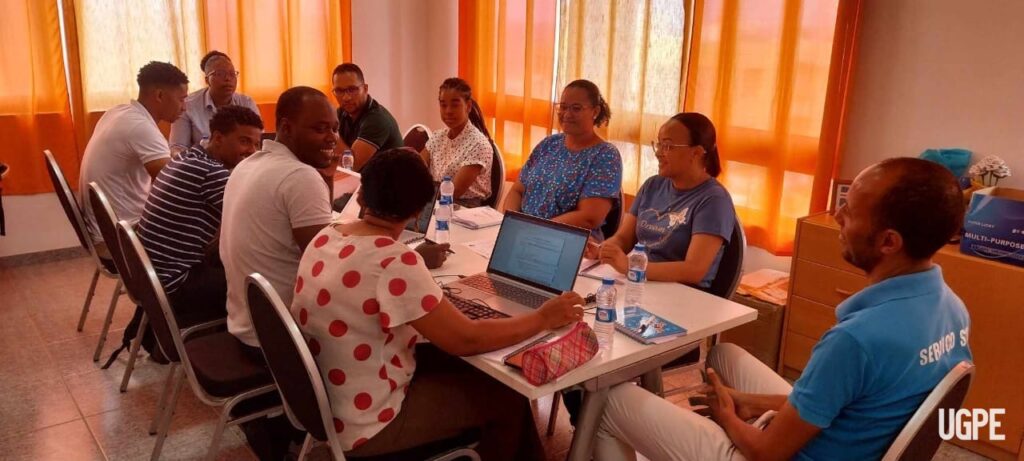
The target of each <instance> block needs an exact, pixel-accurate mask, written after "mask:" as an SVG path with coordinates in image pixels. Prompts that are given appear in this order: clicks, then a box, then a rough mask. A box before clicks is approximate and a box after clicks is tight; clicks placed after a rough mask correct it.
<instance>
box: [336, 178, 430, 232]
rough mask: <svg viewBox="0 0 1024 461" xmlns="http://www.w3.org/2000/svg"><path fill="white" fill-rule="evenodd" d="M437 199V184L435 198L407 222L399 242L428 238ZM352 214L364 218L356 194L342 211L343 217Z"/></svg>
mask: <svg viewBox="0 0 1024 461" xmlns="http://www.w3.org/2000/svg"><path fill="white" fill-rule="evenodd" d="M355 193H356V194H357V193H358V188H356V191H355ZM436 199H437V187H436V186H435V187H434V197H433V199H431V200H430V201H429V202H427V204H426V205H424V206H423V210H421V211H420V216H419V217H418V218H417V219H414V220H411V221H409V223H408V224H406V228H404V229H402V232H401V235H400V236H398V242H401V243H403V244H406V245H412V244H414V243H417V242H419V241H421V240H424V239H426V237H427V232H428V231H430V220H431V219H432V218H433V217H434V203H435V202H436ZM352 214H355V215H356V216H357V217H358V218H359V219H362V215H364V209H362V207H360V206H359V204H358V203H357V201H356V200H355V194H353V195H352V198H351V199H350V200H349V201H348V203H346V204H345V208H344V209H343V210H342V211H341V216H342V218H344V217H348V216H351V215H352Z"/></svg>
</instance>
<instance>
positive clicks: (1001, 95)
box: [840, 0, 1024, 188]
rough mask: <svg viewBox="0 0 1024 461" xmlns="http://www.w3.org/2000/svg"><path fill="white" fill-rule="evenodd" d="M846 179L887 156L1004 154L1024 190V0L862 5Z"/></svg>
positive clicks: (954, 0) (851, 100)
mask: <svg viewBox="0 0 1024 461" xmlns="http://www.w3.org/2000/svg"><path fill="white" fill-rule="evenodd" d="M863 7H864V8H863V11H862V13H863V17H862V29H861V34H860V40H859V42H858V44H857V47H858V49H857V56H856V64H855V67H856V68H855V70H854V75H853V85H852V88H851V93H850V106H849V112H848V119H847V120H848V122H847V133H846V139H845V145H844V149H843V161H842V165H841V169H840V172H841V173H840V177H842V178H853V177H854V176H855V175H856V174H857V172H858V171H860V170H861V169H863V168H864V167H866V166H868V165H870V164H872V163H874V162H878V161H880V160H882V159H885V158H887V157H895V156H913V157H916V156H918V155H920V154H921V152H923V151H924V150H926V149H929V148H966V149H969V150H971V151H974V153H975V156H974V161H977V160H980V159H981V158H982V157H984V156H986V155H997V156H999V157H1001V158H1002V159H1004V160H1006V161H1007V163H1008V164H1009V165H1010V167H1011V169H1012V170H1013V172H1014V176H1012V177H1010V178H1007V179H1005V180H1004V181H1002V182H1000V185H1010V186H1014V187H1019V188H1024V28H1021V27H1019V23H1020V20H1021V19H1022V18H1024V2H1021V1H1019V0H985V1H983V2H970V1H963V0H900V1H892V0H864V4H863Z"/></svg>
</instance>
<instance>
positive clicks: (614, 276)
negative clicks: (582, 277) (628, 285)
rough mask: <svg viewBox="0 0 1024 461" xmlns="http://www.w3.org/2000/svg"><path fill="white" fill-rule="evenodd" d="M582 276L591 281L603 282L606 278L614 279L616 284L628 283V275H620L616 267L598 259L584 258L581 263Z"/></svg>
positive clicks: (580, 267) (622, 274)
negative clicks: (609, 264) (626, 280)
mask: <svg viewBox="0 0 1024 461" xmlns="http://www.w3.org/2000/svg"><path fill="white" fill-rule="evenodd" d="M580 275H581V276H583V277H589V278H591V279H597V280H602V279H604V278H608V279H614V280H615V283H616V284H625V283H626V275H625V274H618V270H615V268H614V267H612V266H610V265H608V264H603V263H601V262H599V261H597V260H596V259H587V258H583V261H582V262H581V263H580Z"/></svg>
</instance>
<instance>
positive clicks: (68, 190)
mask: <svg viewBox="0 0 1024 461" xmlns="http://www.w3.org/2000/svg"><path fill="white" fill-rule="evenodd" d="M43 157H44V158H45V159H46V172H47V173H49V174H50V182H52V183H53V191H54V192H55V193H56V194H57V199H58V200H60V206H61V207H62V208H63V209H65V215H67V216H68V221H69V222H71V226H72V228H74V229H75V235H76V236H78V243H80V244H82V248H85V251H88V252H89V253H90V254H92V255H95V253H96V250H95V249H94V248H93V247H92V238H91V237H89V234H88V232H87V231H86V227H85V219H83V218H82V210H81V209H80V208H79V207H78V201H76V200H75V194H74V193H72V192H71V185H69V184H68V177H67V176H65V174H63V170H61V169H60V165H58V164H57V161H56V159H54V158H53V153H51V152H50V151H49V150H46V151H43Z"/></svg>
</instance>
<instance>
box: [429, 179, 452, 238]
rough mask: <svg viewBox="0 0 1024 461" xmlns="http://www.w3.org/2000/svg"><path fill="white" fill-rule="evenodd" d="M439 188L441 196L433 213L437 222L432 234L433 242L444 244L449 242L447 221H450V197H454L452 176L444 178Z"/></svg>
mask: <svg viewBox="0 0 1024 461" xmlns="http://www.w3.org/2000/svg"><path fill="white" fill-rule="evenodd" d="M440 188H441V196H440V199H438V200H437V212H436V213H434V217H435V218H436V220H437V227H436V231H437V232H436V233H435V234H434V242H437V243H439V244H446V243H449V242H450V240H451V237H450V234H449V221H451V220H452V204H453V200H452V196H453V195H455V184H454V183H452V176H444V180H442V181H441V187H440Z"/></svg>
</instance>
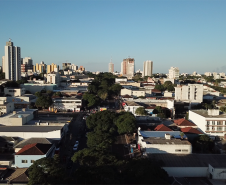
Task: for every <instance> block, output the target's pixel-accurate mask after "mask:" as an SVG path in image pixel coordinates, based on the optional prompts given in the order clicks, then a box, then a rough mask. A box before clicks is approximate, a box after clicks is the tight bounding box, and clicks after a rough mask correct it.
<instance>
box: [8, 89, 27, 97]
mask: <svg viewBox="0 0 226 185" xmlns="http://www.w3.org/2000/svg"><path fill="white" fill-rule="evenodd" d="M25 91H26V90H25V88H15V87H5V88H4V94H5V95H10V96H22V95H24V94H25Z"/></svg>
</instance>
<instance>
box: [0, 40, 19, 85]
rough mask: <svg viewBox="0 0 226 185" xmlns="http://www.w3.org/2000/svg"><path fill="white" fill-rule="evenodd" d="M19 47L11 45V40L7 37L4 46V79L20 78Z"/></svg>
mask: <svg viewBox="0 0 226 185" xmlns="http://www.w3.org/2000/svg"><path fill="white" fill-rule="evenodd" d="M20 52H21V51H20V47H17V46H13V42H11V39H9V42H6V46H5V57H4V66H3V67H4V70H3V71H5V79H9V80H14V81H17V80H20V79H21V55H20Z"/></svg>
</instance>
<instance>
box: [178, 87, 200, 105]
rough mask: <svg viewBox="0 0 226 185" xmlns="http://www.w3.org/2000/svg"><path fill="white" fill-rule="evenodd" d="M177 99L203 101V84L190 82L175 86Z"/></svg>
mask: <svg viewBox="0 0 226 185" xmlns="http://www.w3.org/2000/svg"><path fill="white" fill-rule="evenodd" d="M175 100H177V101H184V102H194V103H195V102H197V103H201V102H202V101H203V85H202V84H188V85H183V86H177V87H175Z"/></svg>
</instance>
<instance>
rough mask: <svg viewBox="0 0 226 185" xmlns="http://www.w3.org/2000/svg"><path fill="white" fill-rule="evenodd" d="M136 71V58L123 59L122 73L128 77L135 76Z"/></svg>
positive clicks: (122, 74)
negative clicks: (135, 59) (135, 67)
mask: <svg viewBox="0 0 226 185" xmlns="http://www.w3.org/2000/svg"><path fill="white" fill-rule="evenodd" d="M134 72H135V60H134V58H126V59H123V61H122V63H121V74H122V75H123V76H127V77H133V76H134Z"/></svg>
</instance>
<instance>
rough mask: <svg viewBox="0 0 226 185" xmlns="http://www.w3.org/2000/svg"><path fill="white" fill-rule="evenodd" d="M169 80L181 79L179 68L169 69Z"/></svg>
mask: <svg viewBox="0 0 226 185" xmlns="http://www.w3.org/2000/svg"><path fill="white" fill-rule="evenodd" d="M169 78H172V79H178V78H179V68H178V67H171V68H170V69H169Z"/></svg>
•••••
Reproduce everything from the line containing "179L887 156L1004 154L1024" down to the line containing "positive clicks: (954, 0) (851, 100)", swapping "rough mask" for "approximate mask" and leaving all else unchanged.

approximate mask: <svg viewBox="0 0 1024 461" xmlns="http://www.w3.org/2000/svg"><path fill="white" fill-rule="evenodd" d="M846 179L887 156L1004 154L1024 190V0L862 5Z"/></svg>
positive clicks: (954, 0) (851, 100)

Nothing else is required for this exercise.